Hendaknya dia memilih jalan bagi amanat itu yang bermanfaat baginya untuk kemudian dia berjalan di atasnya, serta menjauhi jalan yang membahayakan amanatnya ketika berjalan di atasnya. Tidak ada hal yang lebih bermanfaat bagi jiwa dari pada jalan Allah yang lurus, yang tergambar di dalam peribadatan kepada Allah ta’ala di atas jalan Rasul-Nya, dan sebaliknya tidak ada jalan yang lebih berbahaya dari pada jalannya syaithan yang tergambar di dalam kesyirikan terhadap Allah ta’ala serta peribadatan kepada-Nya melalui jalannya hawa nafsu dan kebid’ahan.

Maka barang siapa yang memilih yang terbaik bagi dirinya di dalam amanat agama dan dunianya, sungguh dia telah menunaikan amanat diantaranya dan diantara dirinya. Dan barang siapa memperkuat syahwatnya, serta hawa nafsunya mengalahkan dirinya sehingga kufur mempengaruhi iman atau kemaksiatan di atas keta’atan dan bid’ah di atas sunnah maka dia telah mengkhianati jiwanya atau dirinya.

■ **CUPLIKAN DATA**:
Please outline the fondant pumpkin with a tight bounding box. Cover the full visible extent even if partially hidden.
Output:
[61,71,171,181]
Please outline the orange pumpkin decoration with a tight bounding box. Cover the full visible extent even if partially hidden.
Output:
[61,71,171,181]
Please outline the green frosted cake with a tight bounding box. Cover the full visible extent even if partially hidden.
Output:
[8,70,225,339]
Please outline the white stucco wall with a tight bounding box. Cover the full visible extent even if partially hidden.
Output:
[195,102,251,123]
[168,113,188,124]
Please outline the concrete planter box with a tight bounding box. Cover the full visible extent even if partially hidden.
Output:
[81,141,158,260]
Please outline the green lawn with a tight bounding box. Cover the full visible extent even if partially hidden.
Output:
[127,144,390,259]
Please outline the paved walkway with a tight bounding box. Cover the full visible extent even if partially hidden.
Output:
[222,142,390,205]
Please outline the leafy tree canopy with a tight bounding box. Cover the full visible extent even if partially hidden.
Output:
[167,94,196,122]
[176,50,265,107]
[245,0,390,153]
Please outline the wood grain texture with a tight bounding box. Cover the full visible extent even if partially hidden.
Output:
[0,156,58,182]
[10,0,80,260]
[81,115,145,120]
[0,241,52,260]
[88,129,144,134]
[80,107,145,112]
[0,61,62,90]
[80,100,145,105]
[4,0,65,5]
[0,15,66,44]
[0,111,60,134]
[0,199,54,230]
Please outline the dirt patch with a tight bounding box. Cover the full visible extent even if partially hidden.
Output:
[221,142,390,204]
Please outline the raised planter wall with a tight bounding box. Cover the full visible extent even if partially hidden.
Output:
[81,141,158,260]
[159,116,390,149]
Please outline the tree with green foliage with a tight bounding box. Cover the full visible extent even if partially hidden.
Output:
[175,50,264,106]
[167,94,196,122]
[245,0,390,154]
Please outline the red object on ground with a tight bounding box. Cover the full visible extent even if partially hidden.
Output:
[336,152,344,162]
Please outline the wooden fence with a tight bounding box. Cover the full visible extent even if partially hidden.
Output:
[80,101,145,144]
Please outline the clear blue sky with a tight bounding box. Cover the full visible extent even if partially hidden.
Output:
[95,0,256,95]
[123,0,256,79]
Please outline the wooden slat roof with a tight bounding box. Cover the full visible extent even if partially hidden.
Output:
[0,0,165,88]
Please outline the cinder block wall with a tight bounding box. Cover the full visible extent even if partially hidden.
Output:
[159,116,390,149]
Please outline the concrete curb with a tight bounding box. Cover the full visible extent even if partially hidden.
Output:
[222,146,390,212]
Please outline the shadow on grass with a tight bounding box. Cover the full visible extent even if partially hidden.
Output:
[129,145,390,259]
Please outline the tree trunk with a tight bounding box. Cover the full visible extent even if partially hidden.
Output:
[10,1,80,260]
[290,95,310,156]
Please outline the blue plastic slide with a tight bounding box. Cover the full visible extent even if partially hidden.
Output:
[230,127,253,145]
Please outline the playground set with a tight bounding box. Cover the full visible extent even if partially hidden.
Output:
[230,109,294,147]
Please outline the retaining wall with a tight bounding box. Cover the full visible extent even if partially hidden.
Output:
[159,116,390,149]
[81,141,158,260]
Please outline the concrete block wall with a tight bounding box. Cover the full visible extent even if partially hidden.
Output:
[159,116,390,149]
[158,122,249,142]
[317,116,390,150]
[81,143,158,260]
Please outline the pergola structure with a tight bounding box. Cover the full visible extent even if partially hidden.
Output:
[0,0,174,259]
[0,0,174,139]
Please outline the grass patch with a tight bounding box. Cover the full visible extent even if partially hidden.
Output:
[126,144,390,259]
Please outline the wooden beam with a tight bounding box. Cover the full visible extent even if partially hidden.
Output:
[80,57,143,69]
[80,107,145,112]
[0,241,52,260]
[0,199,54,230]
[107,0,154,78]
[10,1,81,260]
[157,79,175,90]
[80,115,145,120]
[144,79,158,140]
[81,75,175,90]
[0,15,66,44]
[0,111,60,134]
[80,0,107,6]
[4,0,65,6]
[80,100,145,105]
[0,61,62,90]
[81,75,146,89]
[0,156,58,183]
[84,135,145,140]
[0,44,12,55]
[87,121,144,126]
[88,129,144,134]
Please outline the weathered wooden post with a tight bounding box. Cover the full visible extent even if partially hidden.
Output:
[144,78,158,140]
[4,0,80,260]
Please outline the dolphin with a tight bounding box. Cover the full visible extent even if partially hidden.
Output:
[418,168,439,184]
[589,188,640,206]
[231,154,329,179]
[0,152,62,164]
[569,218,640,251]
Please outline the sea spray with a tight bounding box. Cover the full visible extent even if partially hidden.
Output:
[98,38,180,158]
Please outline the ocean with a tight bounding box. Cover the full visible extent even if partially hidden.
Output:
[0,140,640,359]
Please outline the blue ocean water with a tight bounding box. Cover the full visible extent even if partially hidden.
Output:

■ **TUJUAN LATIHAN**:
#1 Tuliskan ulang teks bacaan tentang amanat, seluruhnya mulai dari "Maka barang siapa" sampai dengan "jiwanya atau dirinya.".
#2 Menurut teks bacaan tentang amanat, jalan apa yang paling bermanfaat bagi jiwa?

■ **HASIL LATIHAN**:
#1
Maka barang siapa yang memilih yang terbaik bagi dirinya di dalam amanat agama dan dunianya, sungguh dia telah menunaikan amanat diantaranya dan diantara dirinya. Dan barang siapa memperkuat syahwatnya, serta hawa nafsunya mengalahkan dirinya sehingga kufur mempengaruhi iman atau kemaksiatan di atas keta’atan dan bid’ah di atas sunnah maka dia telah mengkhianati jiwanya atau dirinya.

#2 Jalan Allah yang lurus, yang tergambar di dalam peribadatan kepada Allah ta’ala di atas jalan Rasul-Nya.